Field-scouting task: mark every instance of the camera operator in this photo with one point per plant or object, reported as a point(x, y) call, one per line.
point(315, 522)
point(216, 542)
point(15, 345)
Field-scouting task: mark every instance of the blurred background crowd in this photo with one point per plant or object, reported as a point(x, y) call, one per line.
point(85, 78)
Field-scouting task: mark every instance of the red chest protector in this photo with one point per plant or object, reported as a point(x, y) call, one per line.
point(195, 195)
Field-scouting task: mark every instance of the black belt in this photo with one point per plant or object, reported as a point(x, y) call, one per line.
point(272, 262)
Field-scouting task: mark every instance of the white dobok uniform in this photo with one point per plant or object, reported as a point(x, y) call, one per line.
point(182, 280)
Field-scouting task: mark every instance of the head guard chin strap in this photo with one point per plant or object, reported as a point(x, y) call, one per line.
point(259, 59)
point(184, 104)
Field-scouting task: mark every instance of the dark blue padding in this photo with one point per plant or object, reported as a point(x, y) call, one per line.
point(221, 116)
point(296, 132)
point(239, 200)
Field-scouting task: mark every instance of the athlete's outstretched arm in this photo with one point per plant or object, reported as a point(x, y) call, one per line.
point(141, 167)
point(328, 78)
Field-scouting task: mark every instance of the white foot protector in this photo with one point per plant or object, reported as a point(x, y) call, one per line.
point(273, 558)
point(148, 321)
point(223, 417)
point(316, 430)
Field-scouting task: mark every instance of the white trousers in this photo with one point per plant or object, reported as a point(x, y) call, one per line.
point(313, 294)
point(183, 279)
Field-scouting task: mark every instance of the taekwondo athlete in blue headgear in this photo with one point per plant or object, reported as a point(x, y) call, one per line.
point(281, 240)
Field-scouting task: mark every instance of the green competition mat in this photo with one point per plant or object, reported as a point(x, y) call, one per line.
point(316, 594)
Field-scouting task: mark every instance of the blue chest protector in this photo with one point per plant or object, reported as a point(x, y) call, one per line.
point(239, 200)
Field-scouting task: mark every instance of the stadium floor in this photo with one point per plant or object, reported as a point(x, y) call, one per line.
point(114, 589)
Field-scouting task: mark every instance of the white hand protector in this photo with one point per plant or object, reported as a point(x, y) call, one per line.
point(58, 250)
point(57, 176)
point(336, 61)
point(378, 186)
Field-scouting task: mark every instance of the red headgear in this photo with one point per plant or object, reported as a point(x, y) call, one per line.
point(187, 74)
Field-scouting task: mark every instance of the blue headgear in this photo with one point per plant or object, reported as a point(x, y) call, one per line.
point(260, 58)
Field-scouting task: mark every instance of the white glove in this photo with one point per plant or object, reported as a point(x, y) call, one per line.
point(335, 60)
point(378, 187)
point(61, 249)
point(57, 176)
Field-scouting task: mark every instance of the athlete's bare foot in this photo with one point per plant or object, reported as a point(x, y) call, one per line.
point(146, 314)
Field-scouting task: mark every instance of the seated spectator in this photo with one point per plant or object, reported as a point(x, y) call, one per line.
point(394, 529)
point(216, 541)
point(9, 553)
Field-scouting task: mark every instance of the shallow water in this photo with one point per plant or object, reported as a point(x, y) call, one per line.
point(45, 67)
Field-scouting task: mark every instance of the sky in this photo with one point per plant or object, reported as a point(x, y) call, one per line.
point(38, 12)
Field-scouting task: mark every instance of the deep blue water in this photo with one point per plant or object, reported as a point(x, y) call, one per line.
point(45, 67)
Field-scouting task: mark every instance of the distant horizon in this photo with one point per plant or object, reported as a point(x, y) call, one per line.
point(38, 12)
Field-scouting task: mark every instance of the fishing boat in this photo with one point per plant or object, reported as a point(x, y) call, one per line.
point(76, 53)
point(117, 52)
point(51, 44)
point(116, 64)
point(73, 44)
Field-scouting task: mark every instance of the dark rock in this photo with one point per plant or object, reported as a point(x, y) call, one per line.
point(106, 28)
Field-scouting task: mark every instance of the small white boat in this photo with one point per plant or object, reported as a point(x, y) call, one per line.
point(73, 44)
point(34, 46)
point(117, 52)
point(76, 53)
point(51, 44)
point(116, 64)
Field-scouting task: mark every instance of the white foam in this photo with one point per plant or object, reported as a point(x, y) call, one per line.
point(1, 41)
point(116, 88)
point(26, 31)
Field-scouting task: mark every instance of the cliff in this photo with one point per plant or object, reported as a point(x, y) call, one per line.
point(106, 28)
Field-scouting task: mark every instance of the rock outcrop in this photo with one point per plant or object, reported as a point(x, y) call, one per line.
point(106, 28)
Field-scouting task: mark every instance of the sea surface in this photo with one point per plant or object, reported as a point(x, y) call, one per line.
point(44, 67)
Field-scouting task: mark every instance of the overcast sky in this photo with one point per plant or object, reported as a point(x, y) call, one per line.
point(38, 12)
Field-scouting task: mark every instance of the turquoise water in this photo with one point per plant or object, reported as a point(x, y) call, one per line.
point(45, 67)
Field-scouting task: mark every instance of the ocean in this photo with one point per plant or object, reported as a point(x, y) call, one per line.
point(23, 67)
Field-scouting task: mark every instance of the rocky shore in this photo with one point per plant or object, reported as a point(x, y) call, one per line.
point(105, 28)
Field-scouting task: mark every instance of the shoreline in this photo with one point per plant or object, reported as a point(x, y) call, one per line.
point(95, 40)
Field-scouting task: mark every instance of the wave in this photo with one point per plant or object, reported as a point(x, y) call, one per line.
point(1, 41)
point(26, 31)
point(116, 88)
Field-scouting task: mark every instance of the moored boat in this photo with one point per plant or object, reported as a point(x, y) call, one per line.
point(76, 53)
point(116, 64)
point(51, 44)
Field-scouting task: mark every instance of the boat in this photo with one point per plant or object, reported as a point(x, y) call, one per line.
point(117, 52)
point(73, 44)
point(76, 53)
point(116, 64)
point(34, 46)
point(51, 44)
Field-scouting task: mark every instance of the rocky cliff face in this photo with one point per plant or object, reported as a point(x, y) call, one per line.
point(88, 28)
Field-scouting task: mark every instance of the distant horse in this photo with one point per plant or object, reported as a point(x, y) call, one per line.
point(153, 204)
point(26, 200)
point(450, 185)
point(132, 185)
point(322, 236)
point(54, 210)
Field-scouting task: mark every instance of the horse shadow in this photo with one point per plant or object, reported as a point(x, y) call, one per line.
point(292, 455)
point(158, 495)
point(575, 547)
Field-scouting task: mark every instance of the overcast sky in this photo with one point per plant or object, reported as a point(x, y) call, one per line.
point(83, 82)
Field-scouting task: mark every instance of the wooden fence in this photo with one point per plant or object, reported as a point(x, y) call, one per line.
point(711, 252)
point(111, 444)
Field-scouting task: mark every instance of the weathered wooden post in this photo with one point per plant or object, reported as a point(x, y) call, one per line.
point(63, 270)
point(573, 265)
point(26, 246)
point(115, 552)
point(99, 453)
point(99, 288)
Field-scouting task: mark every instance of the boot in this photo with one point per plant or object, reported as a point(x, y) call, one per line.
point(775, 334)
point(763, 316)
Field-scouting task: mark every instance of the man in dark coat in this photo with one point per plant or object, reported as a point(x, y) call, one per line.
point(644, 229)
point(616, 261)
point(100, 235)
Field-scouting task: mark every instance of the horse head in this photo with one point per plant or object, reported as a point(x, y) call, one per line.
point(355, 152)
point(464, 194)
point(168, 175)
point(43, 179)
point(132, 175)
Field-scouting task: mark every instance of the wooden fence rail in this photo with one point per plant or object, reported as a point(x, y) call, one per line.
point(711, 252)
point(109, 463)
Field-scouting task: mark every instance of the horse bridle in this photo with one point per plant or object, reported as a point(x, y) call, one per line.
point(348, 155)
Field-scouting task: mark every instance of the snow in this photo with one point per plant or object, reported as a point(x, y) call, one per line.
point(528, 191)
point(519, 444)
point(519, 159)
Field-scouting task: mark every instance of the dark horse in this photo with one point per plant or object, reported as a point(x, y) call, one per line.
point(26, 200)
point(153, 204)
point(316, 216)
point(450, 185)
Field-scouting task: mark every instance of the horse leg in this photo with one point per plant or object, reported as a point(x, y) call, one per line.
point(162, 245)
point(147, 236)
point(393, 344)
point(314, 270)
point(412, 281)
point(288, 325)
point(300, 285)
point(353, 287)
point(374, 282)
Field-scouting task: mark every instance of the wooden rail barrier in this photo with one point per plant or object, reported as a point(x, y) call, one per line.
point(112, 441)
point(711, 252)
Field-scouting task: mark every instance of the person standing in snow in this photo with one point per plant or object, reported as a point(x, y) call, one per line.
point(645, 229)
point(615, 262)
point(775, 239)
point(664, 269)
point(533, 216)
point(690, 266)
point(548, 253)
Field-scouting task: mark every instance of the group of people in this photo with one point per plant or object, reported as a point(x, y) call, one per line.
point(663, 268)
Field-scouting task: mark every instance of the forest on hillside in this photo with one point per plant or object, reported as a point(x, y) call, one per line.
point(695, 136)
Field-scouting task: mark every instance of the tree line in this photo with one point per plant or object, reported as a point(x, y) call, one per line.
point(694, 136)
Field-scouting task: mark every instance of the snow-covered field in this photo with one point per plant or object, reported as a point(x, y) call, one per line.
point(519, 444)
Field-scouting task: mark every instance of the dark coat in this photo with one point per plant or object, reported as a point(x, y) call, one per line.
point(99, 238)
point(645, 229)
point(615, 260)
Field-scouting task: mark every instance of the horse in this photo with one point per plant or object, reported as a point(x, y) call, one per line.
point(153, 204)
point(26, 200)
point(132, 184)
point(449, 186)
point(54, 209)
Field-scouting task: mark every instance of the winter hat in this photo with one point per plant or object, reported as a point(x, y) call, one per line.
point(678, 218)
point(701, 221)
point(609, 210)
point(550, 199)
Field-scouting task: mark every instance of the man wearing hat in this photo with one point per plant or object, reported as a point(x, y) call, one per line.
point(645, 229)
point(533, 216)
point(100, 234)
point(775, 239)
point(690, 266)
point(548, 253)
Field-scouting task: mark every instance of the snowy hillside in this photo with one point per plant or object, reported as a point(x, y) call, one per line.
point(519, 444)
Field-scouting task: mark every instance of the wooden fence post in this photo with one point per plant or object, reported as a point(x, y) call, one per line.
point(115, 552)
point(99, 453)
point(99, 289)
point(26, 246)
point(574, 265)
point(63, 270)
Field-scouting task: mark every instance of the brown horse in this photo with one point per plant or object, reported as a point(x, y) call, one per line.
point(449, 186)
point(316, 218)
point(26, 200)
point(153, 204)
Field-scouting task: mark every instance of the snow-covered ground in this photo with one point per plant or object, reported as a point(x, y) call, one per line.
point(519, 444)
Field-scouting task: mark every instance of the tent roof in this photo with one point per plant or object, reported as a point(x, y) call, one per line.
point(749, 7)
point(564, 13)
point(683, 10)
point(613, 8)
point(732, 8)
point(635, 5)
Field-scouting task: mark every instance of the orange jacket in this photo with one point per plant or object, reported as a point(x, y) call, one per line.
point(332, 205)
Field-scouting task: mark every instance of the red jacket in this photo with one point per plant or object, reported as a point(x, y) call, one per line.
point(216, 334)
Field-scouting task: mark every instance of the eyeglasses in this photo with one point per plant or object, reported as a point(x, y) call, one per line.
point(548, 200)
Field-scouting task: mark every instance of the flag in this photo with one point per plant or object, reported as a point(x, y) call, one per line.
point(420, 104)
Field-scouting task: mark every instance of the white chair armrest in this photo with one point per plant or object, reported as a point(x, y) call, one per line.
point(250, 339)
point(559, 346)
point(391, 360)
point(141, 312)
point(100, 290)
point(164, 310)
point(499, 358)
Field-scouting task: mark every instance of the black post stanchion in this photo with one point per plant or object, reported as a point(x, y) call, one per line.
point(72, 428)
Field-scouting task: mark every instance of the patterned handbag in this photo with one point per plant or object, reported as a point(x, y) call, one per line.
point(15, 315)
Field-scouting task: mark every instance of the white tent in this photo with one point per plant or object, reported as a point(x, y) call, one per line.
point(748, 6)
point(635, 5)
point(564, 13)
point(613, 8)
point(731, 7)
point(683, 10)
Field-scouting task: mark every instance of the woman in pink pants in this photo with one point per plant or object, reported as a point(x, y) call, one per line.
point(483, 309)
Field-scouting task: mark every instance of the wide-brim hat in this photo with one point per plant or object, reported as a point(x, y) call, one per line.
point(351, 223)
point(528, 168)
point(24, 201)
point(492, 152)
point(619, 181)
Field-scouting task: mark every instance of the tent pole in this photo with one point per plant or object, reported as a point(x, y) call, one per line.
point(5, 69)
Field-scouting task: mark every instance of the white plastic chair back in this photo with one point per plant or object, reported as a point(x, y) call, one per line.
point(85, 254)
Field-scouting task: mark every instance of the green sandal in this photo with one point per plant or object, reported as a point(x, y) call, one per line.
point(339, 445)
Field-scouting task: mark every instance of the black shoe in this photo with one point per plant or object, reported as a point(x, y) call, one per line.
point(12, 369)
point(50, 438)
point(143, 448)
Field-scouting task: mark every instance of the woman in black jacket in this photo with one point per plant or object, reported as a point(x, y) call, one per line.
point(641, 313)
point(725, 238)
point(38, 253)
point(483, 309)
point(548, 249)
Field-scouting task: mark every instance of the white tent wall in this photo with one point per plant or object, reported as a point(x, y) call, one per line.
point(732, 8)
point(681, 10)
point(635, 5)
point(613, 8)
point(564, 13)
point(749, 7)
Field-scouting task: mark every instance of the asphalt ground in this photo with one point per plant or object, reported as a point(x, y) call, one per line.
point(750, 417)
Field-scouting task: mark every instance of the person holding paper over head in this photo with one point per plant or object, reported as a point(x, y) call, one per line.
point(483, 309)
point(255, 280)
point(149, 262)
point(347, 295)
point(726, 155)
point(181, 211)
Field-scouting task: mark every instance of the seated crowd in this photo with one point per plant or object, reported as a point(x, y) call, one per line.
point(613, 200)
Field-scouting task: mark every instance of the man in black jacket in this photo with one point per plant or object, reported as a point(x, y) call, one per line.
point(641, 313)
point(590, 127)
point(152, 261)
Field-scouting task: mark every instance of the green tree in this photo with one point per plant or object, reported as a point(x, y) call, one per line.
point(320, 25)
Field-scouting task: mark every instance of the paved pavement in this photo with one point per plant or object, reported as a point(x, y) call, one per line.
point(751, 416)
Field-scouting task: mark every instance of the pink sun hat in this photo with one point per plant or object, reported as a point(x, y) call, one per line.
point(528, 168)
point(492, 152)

------------------------------------------------

Exercise details: Copy the entries word for word, starting at the first line and ending at the line that contains "point(15, 345)".

Answer to the problem:
Field-scouting task: mark every instance of the camera operator in this photo with one point per plant or object, reported as a point(x, y) call, one per line.
point(315, 522)
point(216, 542)
point(15, 345)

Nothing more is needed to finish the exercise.